Problem details >> Nothing but the records, copied exactly and stripped of pictures, should be in the answer.

Material shown >>
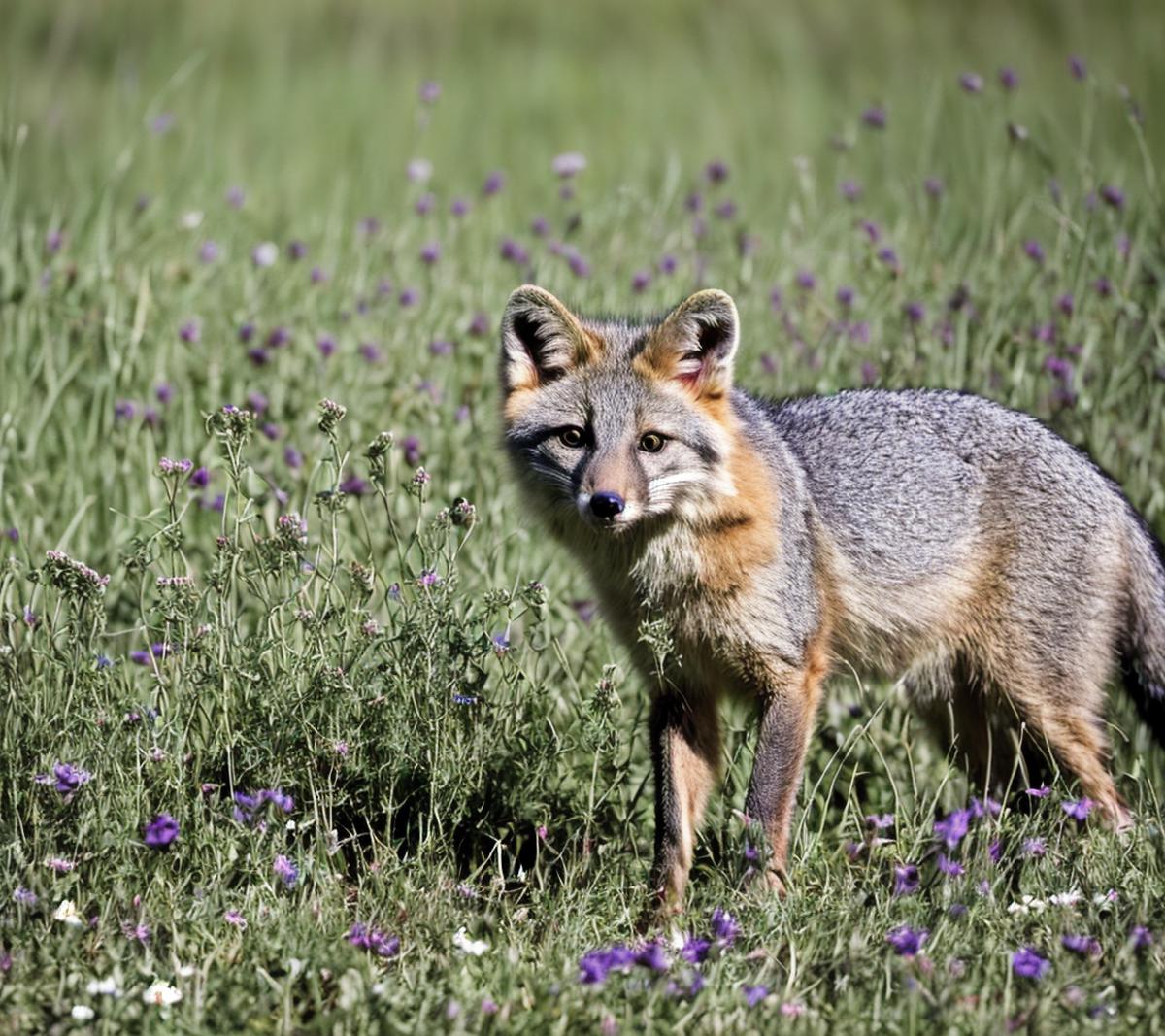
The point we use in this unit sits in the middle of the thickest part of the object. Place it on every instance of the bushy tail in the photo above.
(1145, 651)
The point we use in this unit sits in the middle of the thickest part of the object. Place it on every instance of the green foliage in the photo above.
(320, 586)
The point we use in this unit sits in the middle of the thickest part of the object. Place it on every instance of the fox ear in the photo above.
(696, 344)
(541, 339)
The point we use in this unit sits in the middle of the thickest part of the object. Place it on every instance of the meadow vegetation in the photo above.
(306, 725)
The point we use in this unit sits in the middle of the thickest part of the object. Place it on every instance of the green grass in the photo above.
(422, 758)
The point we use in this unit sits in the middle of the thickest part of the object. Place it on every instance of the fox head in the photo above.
(616, 425)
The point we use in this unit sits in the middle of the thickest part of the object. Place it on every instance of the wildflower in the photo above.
(952, 868)
(69, 779)
(652, 956)
(285, 871)
(68, 914)
(906, 879)
(906, 941)
(162, 994)
(161, 832)
(725, 927)
(475, 948)
(568, 164)
(1141, 937)
(754, 994)
(265, 254)
(1028, 964)
(694, 950)
(1083, 945)
(953, 827)
(1034, 848)
(1113, 196)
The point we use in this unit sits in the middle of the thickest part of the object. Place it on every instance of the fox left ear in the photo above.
(697, 344)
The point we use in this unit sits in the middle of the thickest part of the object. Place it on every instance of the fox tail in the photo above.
(1143, 658)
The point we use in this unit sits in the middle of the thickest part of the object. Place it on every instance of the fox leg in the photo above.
(685, 750)
(786, 722)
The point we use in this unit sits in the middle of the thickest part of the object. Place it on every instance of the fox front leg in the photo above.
(786, 720)
(685, 752)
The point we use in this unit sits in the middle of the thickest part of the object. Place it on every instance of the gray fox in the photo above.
(929, 535)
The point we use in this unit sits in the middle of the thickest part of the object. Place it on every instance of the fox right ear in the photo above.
(541, 339)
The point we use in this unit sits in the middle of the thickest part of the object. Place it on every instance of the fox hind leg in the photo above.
(786, 722)
(685, 749)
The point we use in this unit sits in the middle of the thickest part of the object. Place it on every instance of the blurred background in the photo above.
(318, 100)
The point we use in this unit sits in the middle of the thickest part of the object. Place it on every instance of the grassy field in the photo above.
(303, 719)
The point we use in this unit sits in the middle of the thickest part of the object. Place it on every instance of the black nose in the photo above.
(606, 505)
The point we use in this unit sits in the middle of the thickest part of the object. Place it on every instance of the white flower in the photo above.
(265, 253)
(1026, 904)
(163, 994)
(419, 170)
(69, 914)
(475, 948)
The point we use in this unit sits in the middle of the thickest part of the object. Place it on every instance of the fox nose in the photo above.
(606, 505)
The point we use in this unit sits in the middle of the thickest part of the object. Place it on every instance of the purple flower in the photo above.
(285, 871)
(754, 994)
(161, 832)
(652, 956)
(906, 879)
(725, 927)
(69, 778)
(1028, 964)
(952, 868)
(694, 950)
(1034, 848)
(1083, 945)
(374, 941)
(906, 941)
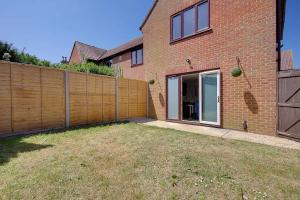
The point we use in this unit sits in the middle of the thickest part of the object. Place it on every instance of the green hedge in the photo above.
(88, 67)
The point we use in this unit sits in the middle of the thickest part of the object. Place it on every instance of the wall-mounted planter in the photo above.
(151, 82)
(236, 72)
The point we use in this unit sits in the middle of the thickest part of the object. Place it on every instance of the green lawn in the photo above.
(130, 161)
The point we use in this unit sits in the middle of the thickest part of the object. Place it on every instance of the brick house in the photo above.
(190, 47)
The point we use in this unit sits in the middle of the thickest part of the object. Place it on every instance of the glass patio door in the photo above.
(210, 95)
(173, 98)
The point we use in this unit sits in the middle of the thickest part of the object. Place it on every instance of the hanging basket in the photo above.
(236, 72)
(151, 82)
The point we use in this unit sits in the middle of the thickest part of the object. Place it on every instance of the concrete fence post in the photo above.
(147, 101)
(116, 101)
(67, 99)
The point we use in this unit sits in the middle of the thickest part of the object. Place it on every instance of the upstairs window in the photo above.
(190, 21)
(137, 57)
(176, 27)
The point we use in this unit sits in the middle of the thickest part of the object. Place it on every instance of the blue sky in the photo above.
(48, 28)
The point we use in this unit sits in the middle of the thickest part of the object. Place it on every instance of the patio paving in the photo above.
(222, 133)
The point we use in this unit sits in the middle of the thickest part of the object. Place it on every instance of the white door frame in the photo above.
(218, 123)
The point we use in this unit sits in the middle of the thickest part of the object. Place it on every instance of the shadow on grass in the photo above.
(11, 147)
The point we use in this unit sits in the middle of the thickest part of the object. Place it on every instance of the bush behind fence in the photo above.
(36, 98)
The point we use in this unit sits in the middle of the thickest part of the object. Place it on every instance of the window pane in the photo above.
(189, 22)
(139, 56)
(176, 27)
(133, 57)
(203, 16)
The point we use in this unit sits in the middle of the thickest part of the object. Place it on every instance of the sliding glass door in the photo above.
(173, 98)
(209, 85)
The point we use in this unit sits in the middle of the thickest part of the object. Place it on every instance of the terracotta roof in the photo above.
(127, 46)
(149, 13)
(287, 60)
(88, 52)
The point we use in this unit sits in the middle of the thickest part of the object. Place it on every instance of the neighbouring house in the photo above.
(190, 47)
(128, 57)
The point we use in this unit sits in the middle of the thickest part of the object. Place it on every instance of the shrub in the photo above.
(88, 67)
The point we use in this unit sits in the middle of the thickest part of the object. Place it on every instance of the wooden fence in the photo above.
(35, 98)
(289, 103)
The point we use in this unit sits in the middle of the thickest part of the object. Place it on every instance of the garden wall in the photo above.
(35, 98)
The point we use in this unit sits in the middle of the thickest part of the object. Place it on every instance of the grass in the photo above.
(130, 161)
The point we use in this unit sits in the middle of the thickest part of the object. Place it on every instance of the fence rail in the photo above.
(35, 98)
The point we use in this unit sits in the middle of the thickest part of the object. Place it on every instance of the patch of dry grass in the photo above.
(131, 161)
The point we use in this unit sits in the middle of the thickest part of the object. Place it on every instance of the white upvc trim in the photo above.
(218, 123)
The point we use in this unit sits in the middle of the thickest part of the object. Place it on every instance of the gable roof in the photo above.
(149, 13)
(89, 52)
(120, 49)
(281, 11)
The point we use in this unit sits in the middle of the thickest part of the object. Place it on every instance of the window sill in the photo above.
(202, 32)
(137, 65)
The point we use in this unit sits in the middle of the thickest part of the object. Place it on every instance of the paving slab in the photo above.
(222, 133)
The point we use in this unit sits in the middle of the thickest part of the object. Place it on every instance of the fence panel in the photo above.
(34, 98)
(109, 99)
(123, 98)
(26, 98)
(78, 99)
(53, 99)
(5, 99)
(94, 99)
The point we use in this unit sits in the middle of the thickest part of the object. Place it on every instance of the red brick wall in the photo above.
(246, 29)
(75, 58)
(124, 62)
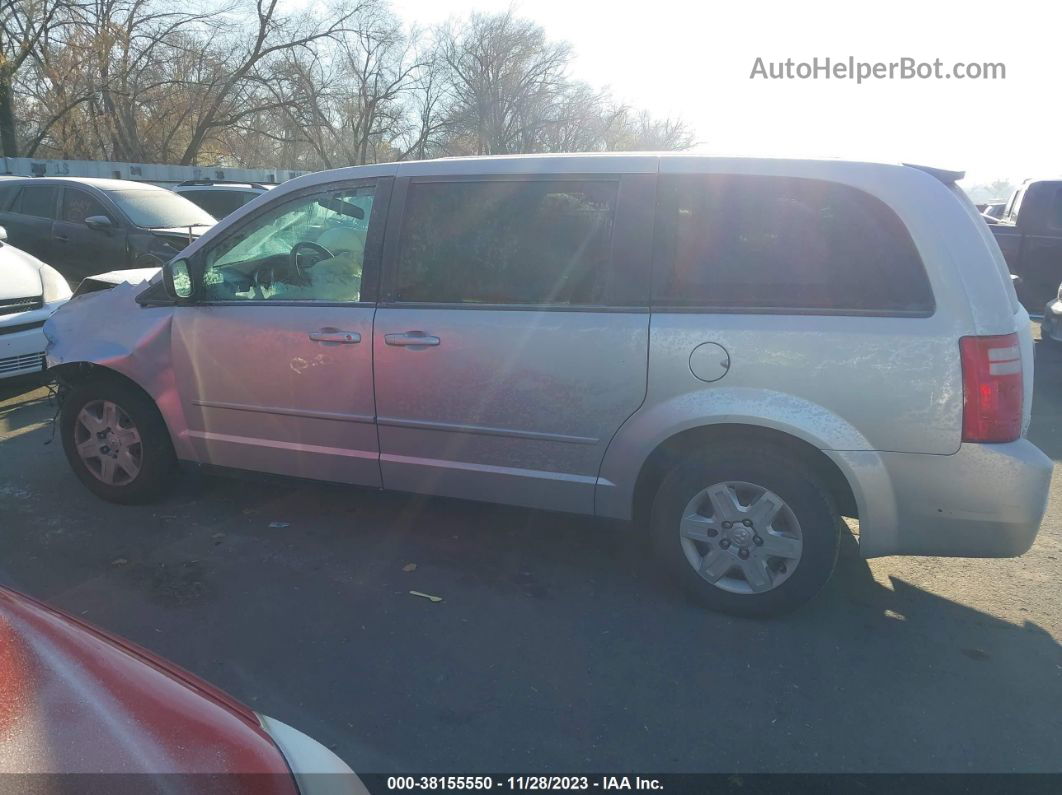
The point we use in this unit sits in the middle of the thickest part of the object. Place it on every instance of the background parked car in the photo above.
(78, 700)
(219, 197)
(83, 226)
(1029, 232)
(30, 291)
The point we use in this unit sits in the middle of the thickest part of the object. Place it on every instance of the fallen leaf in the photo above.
(426, 595)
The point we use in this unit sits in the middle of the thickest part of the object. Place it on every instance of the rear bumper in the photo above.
(983, 501)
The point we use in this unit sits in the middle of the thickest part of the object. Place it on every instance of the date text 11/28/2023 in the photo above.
(540, 783)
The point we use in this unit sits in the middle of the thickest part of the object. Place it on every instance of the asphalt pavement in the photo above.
(555, 646)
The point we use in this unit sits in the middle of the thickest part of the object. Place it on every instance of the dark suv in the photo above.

Response to this exercise >>
The point we use in this unit sits in the middle of the thickest part of the object. Place it on every instance of the bushy tail in the photo above.
(1145, 651)
The point we use in this unit sits in the middle of the thickest part of the object. Place it on every instance of the green foliage in the photo above.
(320, 586)
The point we use in this unit sits in the middle of the thickest part of the object. Place it on every instance of the fox ear in the photo above.
(696, 344)
(541, 339)
The point we use in this unit sits in the middle of the thickest part of the object. Place it on every instance of the meadow vegetation in the photo above.
(306, 725)
The point we use in this unit sits in the middle of the thickest part of the object. Place it on every instance of the green grass in the photo above.
(422, 758)
The point we use in this unit sits in the middle of the thickest part of the object. Place it on every instance of the fox head in the photo above.
(616, 425)
The point we use in this unit sits in the middle of the thickest part of the object. Place it on every instance of the wildflower in the photo above.
(952, 868)
(69, 779)
(652, 956)
(285, 871)
(68, 914)
(906, 879)
(906, 941)
(162, 994)
(161, 832)
(725, 927)
(475, 948)
(568, 164)
(1141, 937)
(754, 994)
(265, 254)
(1028, 964)
(694, 950)
(1083, 945)
(953, 827)
(1034, 848)
(1113, 196)
The point we use in this unit sits in the middle of the thickest part of the object. Place it on every instance of the fox left ear in the photo above.
(697, 344)
The point we use in this unit sits in the middle of the thickest part of the object. Place it on every instance of the fox tail in the photo above.
(1143, 658)
The point we use in this unit sits in the middle of the thickest part of the object. Place it on every instance of the fox leg in the photo above.
(685, 750)
(786, 722)
The point we use in this unit sits in the middle of the thickest part of the object. Place it on every instance of the fox front leg in the photo above.
(786, 720)
(685, 752)
The point we use in this unit sits in the middle of the thickest part of the object. Place it on every instance of the gray fox in the photo above.
(929, 535)
The point we use in this unit sits in the middle of the thickest part of the object. Place it on every instance of the fox right ear in the photo above.
(541, 339)
The point we use in this unit sits in the middle of the thickest part of the object. Place it on every instance of the fox hind leg in the photo above.
(786, 722)
(685, 749)
The point we use in this unit sits in the middle of the thickest part of the object. Place it on every instance of the blurred background in the photo above.
(318, 100)
The point we use in this unit sits in the middle of the thickest part of the object. Place it on every instance of the grassy field in the photo above.
(303, 719)
The point we use in this unit sits in the middle of the thickest part of the object. Place it on every instance of the black nose in the photo above.
(606, 505)
The point we use in this unit sits in the middle of the thickest part of the object. Place it on every instance of the white flower in the photo above.
(265, 253)
(1026, 904)
(163, 994)
(419, 170)
(69, 914)
(475, 948)
The point we use in this unit sits in the middle of the thickest part of the object. Place it on every instance of the fox nose in the photo above.
(606, 505)
The point we use in this unit sits in the middle of the thickest part of the object. Place it on every instance of the purple flower in the photo above.
(285, 871)
(754, 994)
(161, 832)
(652, 956)
(906, 879)
(725, 927)
(69, 778)
(1028, 964)
(952, 868)
(694, 950)
(1034, 848)
(1083, 945)
(374, 941)
(906, 941)
The point we use in this unit sits in the middle of the thickest part of the object. Place it on every instance of the green hedge in the photo above.
(88, 67)
The point we use in this unit sits in the middle of the thickest part of the object. Place it on every instance of the wall-mounted planter in the photo above.
(151, 82)
(236, 72)
The point we use in this unit sits in the middle of the thickest part of the object. Place it on every instance of the green lawn in the photo above.
(130, 161)
The point we use in this unit sits in the middle of the thickest part of the object. Place it on every instance of the brick house in the photo above.
(190, 47)
The point we use in this unit sits in the middle of the thickest part of the object. Place it on every instance of the glass patio door in the photo above.
(210, 95)
(173, 98)
The point we use in this unit sits in the middle of the thickest part of the object. Place it on every instance of the hanging basket in the photo above.
(236, 72)
(151, 82)
The point we use in this unit sits in the middle of the thickest part of the object. Place it on every instance of the concrete fence post in the photo above.
(147, 101)
(116, 101)
(67, 99)
The point we use in this unit sits in the middle of the thickest part of the object. Place it on every instance of the upstairs window in the photo above.
(190, 21)
(137, 57)
(176, 27)
The point we use in this unit sits in the middle of the thickest part of the object. Place it on every instance of the blue sky in the photo above.
(48, 28)
The point we use in this unit sits in the middle of the thickest part of the object. Place it on every instance of the patio paving in the photo above.
(222, 133)
The point we use in this unit sits in the middle of the thickest part of the object. Place it on every instance of the white door frame in the photo above.
(218, 123)
The point we use in this unit sits in the middle of the thickest part of the object. Place it on every instance of the shadow on grass in the photo above.
(11, 147)
The point we use in this unit sits in the middle of the thickest part of the object. Place it on every instance of the bush behind fence in the photo above.
(36, 98)
The point we use in this unit sits in the middle of the thickest part of the object. Place it on every instance of the window pane in the photo above.
(189, 22)
(139, 56)
(176, 27)
(133, 57)
(203, 16)
The point we use in this unit sits in the middle of the thickest part of the object. Place it on every instance of the sliding glass door in the photo above.
(173, 98)
(209, 85)
The point we use in this unit sits in the middle of the thickest part of the object. Place it on every instance of the terracotta roof in the photo above.
(127, 46)
(149, 13)
(287, 60)
(88, 52)
The point we use in this unit sits in the middle of the thickest part of the object. Place it on every instance of the neighbouring house in the photo above.
(190, 47)
(128, 57)
The point we use in this unit sits in the middle of the thickest part of the object. Place it on every instance of the shrub in the photo above.
(88, 67)
The point we use in this unit sits in the middle of the thickest part of the object. Place it on every instance of the wooden fence in the photo above.
(35, 98)
(289, 103)
The point we use in this unit sits in the middle of the thickest part of the object. Place it on every instance of the garden wall in the photo above.
(35, 98)
The point we use in this unit sits in the middle of the thickest part of the object. Place it on every instance of the grass in the photo above.
(130, 161)
The point we use in this unit sits in the middle of the thickest part of the object. Place it on every instance of the fence rail in the photo above.
(35, 98)
The point we use in this unit sits in the middle of the thickest part of the object. Place it on every instance of the patch of dry grass in the photo above.
(131, 161)
The point we use in this unit sits in the middle of the thickest part of the object. Place it on every instance of the white upvc trim in the photo above.
(218, 123)
The point we use in this unit sits in the middle of the thickest part of the object. Place it on every instance of the gable roof in the photo above.
(149, 13)
(89, 52)
(120, 49)
(281, 11)
The point we use in this unit sits in the middle of the thickest part of the object. Place it on every instance of the window sill in the photo above.
(202, 32)
(137, 65)
The point we use in this unit sits in the middle of the thickest part of the object. Place it on every instance of the paving slab in the photo above.
(222, 133)
The point we use in this unit sits in the middle of the thickest part of the object. Place it on every instance of the fence panel in the photo above.
(34, 98)
(109, 99)
(123, 98)
(26, 98)
(78, 99)
(53, 99)
(5, 99)
(94, 99)
The point we use in this unit sits in the middle of the thickest part of the object. Place it on every instance of the red brick wall in the photo above.
(246, 29)
(75, 58)
(124, 62)
The point we use in this unit sits in the middle of the thickest part of the object. Place it on every instance of the background parked car in the photo above.
(78, 700)
(219, 197)
(83, 226)
(1029, 232)
(30, 291)
The point we use in this unit sits in the middle of the thickest part of the object. Place it on every instance of the fallen leaf in the photo above.
(426, 595)
The point we use in this unit sits in the middle of the thickest part of the object. Place it on every instance of the rear bumper in the photo above.
(983, 501)
The point we use in this unit sits in the middle of the thickest part of the object. Place it on every instance of the date text 11/28/2023 in the photo above.
(540, 783)
The point we use in this unit sits in the middle of the thickest part of the object. Place it on every instance of the asphalt pavement in the photo above.
(555, 646)
The point we use in this unit sits in the middle of the thickest part of the object. Place it on every instance of the dark suv in the photo above.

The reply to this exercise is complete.